Print the whole listing exactly.

Rows:
—————

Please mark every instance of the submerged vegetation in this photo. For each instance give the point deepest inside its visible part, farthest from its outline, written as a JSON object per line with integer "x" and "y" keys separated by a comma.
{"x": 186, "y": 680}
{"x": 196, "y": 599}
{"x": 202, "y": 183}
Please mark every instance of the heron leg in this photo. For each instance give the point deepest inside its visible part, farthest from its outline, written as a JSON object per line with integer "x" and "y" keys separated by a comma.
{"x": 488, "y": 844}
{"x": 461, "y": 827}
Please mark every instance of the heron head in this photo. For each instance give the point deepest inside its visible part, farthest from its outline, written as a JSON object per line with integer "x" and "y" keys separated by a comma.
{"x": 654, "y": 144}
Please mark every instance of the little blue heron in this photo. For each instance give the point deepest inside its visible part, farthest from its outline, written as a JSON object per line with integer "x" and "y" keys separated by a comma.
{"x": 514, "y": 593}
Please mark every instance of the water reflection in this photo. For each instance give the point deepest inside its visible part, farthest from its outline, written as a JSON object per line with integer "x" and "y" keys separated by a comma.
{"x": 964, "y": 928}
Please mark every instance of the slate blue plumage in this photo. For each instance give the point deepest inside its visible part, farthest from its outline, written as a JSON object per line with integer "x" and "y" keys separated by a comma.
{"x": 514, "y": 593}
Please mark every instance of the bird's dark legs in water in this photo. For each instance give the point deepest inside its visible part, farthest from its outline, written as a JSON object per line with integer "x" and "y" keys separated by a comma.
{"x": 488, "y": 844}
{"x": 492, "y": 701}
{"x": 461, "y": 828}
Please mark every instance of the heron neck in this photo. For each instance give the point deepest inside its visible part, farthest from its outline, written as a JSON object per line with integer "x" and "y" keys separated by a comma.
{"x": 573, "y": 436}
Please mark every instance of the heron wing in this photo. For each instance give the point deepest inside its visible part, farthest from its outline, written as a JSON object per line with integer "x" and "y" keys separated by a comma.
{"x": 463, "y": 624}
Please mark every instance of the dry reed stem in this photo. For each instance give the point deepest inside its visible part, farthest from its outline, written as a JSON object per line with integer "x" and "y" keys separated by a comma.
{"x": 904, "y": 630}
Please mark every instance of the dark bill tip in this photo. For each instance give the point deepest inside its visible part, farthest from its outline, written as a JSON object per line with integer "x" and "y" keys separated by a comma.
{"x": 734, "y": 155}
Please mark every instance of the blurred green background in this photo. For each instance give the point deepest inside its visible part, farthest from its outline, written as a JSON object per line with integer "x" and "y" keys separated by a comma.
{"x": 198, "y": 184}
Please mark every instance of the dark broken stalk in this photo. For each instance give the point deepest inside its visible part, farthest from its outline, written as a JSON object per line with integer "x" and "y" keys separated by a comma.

—————

Task answer:
Please mark every instance of the submerged vegetation in this photo. For each instance give the point deepest inside its visible part, farthest from its outline, written as a JSON object per line with integer "x" and "y" keys separated by a comma.
{"x": 186, "y": 680}
{"x": 196, "y": 599}
{"x": 202, "y": 183}
Please mark every instance of the heron leg in this photo. For each instance give the point deepest inside its visible part, farthest from its outline, written as a JSON object per line with integer "x" and "y" keys separated by a comma.
{"x": 488, "y": 844}
{"x": 461, "y": 827}
Please mark every instance of the heron head in this photo. For each instance give the point deepest inside its visible part, farthest from its outline, written as a JSON object per line with integer "x" and "y" keys separated by a comma.
{"x": 654, "y": 144}
Please mark every instance of the little blue heron in this photo. For each instance give the point deepest inside its visible part, farthest from its outline, written as a JSON object per line with integer "x" and "y" keys separated by a comma.
{"x": 514, "y": 593}
Please mark every instance of the water reflection in this photo. For each instance give the point deepest inside its visible part, farthest from its outline, written as a JSON object per line with integer "x" and "y" keys separated by a comma.
{"x": 964, "y": 928}
Please mark every instance of the slate blue plumage in this photo. For each instance give the point deepest inside its visible part, farthest from its outline, written as a JSON object per line with integer "x" and "y" keys separated by a comma.
{"x": 514, "y": 593}
Please mark every instance of the bird's dark legs in water in this photo. For each instance give the point deepest inside its visible part, farthest from its outline, written as a JSON object per line with integer "x" and "y" keys separated by a comma.
{"x": 488, "y": 844}
{"x": 492, "y": 701}
{"x": 461, "y": 828}
Please mark every instance of the heron neck in this photo. For each instance give the point deepest inside its visible part, farthest from its outline, written as a JSON object per line with integer "x" and "y" keys separated by a comma.
{"x": 573, "y": 436}
Please mark every instance of the heron wing in this photo. For each instance give the point deepest inside its visible part, farthest from its outline, written as a JSON object per line with integer "x" and "y" keys separated by a comma.
{"x": 463, "y": 624}
Please mark every instance of the dry reed stem in this photo. For each instance give the point deepest inside its visible part, farthest from its outline, written as a JSON object per line with integer "x" and "y" keys separated by a comma.
{"x": 904, "y": 630}
Please mark every instance of the dark bill tip in this photo. For each instance give the point deepest inside its visible part, farthest from its outline, written as a JSON object per line with integer "x" and "y" keys separated by a comma.
{"x": 734, "y": 155}
Please mark every instance of the blurred green background in this photo. For each instance give the point deepest inside its visible part, farthest from its outline, written as a JSON object per line with integer "x" and "y" keys separated by a comma.
{"x": 198, "y": 184}
Please mark every instance of the dark broken stalk in this photo. For each instance give the point deepest inside its visible part, farthest from its outline, written as a JSON object per line with integer "x" and "y" keys separated by a comma.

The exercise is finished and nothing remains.